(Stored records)
--------------------------------------------------

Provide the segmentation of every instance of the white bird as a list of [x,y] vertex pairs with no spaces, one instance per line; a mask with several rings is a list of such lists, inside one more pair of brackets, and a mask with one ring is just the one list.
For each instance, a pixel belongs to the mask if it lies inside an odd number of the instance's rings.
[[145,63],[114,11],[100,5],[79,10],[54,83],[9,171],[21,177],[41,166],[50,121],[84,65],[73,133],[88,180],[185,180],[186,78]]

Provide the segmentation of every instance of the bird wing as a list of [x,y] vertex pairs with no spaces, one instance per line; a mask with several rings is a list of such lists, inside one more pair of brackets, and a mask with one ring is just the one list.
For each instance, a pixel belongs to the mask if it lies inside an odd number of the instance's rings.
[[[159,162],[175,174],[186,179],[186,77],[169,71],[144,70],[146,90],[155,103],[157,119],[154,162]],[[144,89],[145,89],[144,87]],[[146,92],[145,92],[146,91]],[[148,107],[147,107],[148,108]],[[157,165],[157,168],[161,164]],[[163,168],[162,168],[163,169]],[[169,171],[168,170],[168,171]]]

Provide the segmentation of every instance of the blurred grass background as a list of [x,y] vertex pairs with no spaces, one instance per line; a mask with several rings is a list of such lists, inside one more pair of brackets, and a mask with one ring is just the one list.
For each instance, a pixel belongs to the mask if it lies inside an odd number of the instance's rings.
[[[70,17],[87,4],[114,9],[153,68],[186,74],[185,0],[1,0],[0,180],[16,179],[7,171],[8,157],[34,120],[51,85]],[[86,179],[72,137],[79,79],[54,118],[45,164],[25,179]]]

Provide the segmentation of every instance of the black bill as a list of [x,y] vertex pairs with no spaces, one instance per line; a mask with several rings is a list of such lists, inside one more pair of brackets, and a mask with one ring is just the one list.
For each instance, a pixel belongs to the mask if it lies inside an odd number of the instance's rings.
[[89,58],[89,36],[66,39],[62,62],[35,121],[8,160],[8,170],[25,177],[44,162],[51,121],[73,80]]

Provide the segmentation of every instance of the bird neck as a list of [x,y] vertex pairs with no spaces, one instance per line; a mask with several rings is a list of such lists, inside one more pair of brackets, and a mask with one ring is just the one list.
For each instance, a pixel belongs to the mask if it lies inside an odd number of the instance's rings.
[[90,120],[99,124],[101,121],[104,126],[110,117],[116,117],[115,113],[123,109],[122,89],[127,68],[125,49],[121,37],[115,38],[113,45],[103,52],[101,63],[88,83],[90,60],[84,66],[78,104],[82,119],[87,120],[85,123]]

--------------------------------------------------

Hand back the material above in full, exactly as written.

Provide the segmentation of every instance of the white bird as a list of [x,y] vertex pairs with no spaces, one instance per line; a mask with several rings is a list of such lists, inside one more pair of brackets, and a mask with one ring is just the one list.
For each instance, a pixel belongs to the mask if it lies inside an odd number of the instance's rings.
[[145,63],[114,11],[100,5],[79,10],[54,83],[9,171],[21,177],[41,166],[50,121],[84,65],[73,133],[88,180],[185,180],[186,78]]

Provide the segmentation of every instance of the bird wing as a list of [x,y] vertex pairs with no spaces, one instance per line; a mask with several rings is a list of such lists, inside one more pair of brackets, and a mask with one ring is just the one list.
For each instance, a pixel belongs to the mask if it lies inside an odd number of the instance's rings.
[[[159,162],[175,174],[186,179],[186,77],[169,71],[144,70],[146,90],[155,103],[157,119],[154,162]],[[144,89],[145,89],[144,87]],[[146,92],[145,92],[146,91]],[[148,107],[147,107],[148,108]],[[157,165],[157,168],[161,164]],[[163,168],[162,168],[163,169]],[[169,171],[168,170],[168,171]]]

Provide the segmentation of every instance of the blurred grass background as a list of [x,y] vertex pairs with no spaces, one instance per line; a mask with several rings is a list of such lists, inside one more pair of brackets, and a mask with one ring is just the one list.
For each instance, a pixel belongs to the mask if it lies inside an odd number of the instance's rings.
[[[70,17],[87,4],[114,9],[153,68],[186,74],[185,0],[1,0],[0,180],[16,179],[7,171],[8,157],[34,120],[51,85]],[[86,179],[72,137],[79,79],[54,118],[45,164],[25,179]]]

Provide the segmentation of every instance of the black bill as a list of [x,y] vertex pairs with no spaces, one instance per line; a mask with several rings is a list of such lists, inside one more pair of brackets, and a mask with one ring is just the one list.
For each instance, a pixel belongs to the mask if it lies inside an odd number of the instance's rings.
[[89,58],[89,36],[66,39],[62,62],[35,121],[8,160],[8,170],[25,177],[44,162],[51,121],[73,80]]

Provide the segmentation of every instance of the bird neck as a list of [x,y] vertex pairs with no spaces, one instance per line; a mask with several rings is a list of such lists, inside one more pair of brackets, and a mask with one ring is just the one list.
For each instance, a pixel belongs to the mask if it lies inside an odd number of the instance's rings.
[[90,120],[99,124],[101,121],[104,126],[110,117],[116,117],[115,113],[123,109],[122,89],[127,68],[125,49],[121,37],[115,38],[113,45],[103,52],[101,63],[88,83],[90,60],[84,66],[78,104],[82,119],[87,120],[85,123]]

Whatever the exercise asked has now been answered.